# Problem
According to the appellate opinion, on what date did the appellant slip on a wet floor at work and strike his head?

[[ Document segment, beginning ]]

Opinion
A-3024-19
01-31-2022
Gaylord Popp, LLC, attorneys for appellant (Samuel M. Gaylord, on the brief). Andrew J. Bruck, Acting Attorney General, attorney for respondent (Melissa H. Raksa, Assistant Attorney General, of counsel; Jeffrey D. Padgett, on the brief).
NOT FOR PUBLICATION WITHOUT THE APPROVAL OF THE APPELLATE DIVISION
Submitted January 24, 2022
On Appeal from the Board of Trustees of the Public Employees' Retirement System, Department of Treasury, PERS No. x-xxx914.
Gaylord Popp, LLC, attorneys for appellant (Samuel M. Gaylord, on the brief).
Andrew J. Bruck, Acting Attorney General, attorney for respondent (Melissa H. Raksa, Assistant Attorney General, of counsel; Jeffrey D. Padgett, on the brief).
Before Judges Sabatino and Mayer.
PER CURIAM.
Ricky Marter, a former senior corrections officer at the Monmouth County juvenile facility, appeals from a February 20, 2020 final agency decision by the Board of Trustees of the Public Employees' Retirement System ("PERS") denying his claim for accidental disability retirement benefits under N.J.S.A. 43:15A-43.
The PERS Board's determination adopted the decision of an administrative law judge ("ALJ"), who had presided over fact-finding hearings. The ALJ concluded appellant had failed to prove his slip-and-fall accident at work in 2010 had caused him to sustain mental and cognitive deficits rendering him "permanently and totally disabled." Richardson v. Bd. Of Trs., Police and Firemen's Ret. Sys., 192 N.J. 189, 212-13 (2007).
For the reasons that follow, we remand this matter to the agency for reconsideration and, if it deems appropriate, additional fact-finding. We do so because the ALJ's principal finding about medical causation, which attributes appellant's claimed mental and cognitive deficits to preexisting "degenerative" causes, does not correspond to the record.
The factual record was developed over two days of hearings before the ALJ in May 2019 and August 2019. The ALJ heard testimony from appellant, his treating psychologist, Dr. Theodore Batlas, and the Board's competing expert, Dr. Steven Lomazow, a neurologist.
Appellant's disability claim arises out of an incident at work on January 27, 2010, in which he slipped on a wet floor and struck his head. It is unclear whether he lost consciousness in the fall. Appellant was taken to a hospital and released.
Appellant contends the head injury caused him to suffer memory loss and various cognitive deficits. He stopped working due to the alleged disability.

[[ Document segment, end ]]
[[ Record excerpts, beginning ]]

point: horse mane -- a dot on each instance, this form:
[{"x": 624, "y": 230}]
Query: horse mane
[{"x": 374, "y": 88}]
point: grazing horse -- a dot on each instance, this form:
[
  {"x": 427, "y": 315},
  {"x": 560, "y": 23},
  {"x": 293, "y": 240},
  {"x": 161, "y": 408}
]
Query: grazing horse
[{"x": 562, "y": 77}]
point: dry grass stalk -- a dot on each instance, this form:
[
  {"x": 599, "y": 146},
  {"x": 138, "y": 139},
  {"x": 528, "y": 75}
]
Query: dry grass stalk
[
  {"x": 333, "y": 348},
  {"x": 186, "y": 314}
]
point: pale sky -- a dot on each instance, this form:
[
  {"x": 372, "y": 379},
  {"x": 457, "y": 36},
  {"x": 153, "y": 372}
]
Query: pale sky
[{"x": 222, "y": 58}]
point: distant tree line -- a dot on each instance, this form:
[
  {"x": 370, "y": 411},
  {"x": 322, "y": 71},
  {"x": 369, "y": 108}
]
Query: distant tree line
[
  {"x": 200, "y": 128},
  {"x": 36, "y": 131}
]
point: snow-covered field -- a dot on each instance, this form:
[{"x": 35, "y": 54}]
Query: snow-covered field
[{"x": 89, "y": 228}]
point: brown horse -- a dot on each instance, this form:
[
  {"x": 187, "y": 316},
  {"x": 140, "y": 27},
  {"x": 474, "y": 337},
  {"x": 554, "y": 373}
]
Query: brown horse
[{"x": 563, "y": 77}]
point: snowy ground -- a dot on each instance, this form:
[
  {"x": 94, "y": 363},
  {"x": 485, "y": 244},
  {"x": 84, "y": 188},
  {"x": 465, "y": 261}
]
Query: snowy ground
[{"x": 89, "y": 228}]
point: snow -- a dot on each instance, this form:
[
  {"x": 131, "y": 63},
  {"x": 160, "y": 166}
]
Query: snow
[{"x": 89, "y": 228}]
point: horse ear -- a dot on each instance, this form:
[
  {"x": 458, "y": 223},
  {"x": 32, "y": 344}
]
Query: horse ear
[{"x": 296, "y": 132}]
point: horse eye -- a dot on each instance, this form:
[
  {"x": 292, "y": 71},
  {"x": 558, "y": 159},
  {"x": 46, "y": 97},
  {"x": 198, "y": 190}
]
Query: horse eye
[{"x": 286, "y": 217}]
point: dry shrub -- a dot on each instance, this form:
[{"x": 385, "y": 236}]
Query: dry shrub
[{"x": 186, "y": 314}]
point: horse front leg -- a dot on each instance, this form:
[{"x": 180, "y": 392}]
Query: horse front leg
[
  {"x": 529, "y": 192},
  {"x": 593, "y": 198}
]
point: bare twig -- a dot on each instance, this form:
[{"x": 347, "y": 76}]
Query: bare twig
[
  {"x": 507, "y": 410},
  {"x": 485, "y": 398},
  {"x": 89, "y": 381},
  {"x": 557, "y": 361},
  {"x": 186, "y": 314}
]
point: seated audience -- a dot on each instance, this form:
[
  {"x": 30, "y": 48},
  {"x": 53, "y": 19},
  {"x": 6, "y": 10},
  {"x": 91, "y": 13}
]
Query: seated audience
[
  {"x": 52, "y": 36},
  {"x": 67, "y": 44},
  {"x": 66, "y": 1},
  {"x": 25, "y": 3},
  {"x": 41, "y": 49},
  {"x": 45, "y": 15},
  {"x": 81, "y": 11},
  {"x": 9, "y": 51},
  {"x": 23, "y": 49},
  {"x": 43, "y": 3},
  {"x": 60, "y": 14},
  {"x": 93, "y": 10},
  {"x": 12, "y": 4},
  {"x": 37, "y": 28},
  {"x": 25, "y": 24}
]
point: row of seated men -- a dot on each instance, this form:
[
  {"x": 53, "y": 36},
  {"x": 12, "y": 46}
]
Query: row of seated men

[[ Record excerpts, end ]]

# Task result
January 27, 2010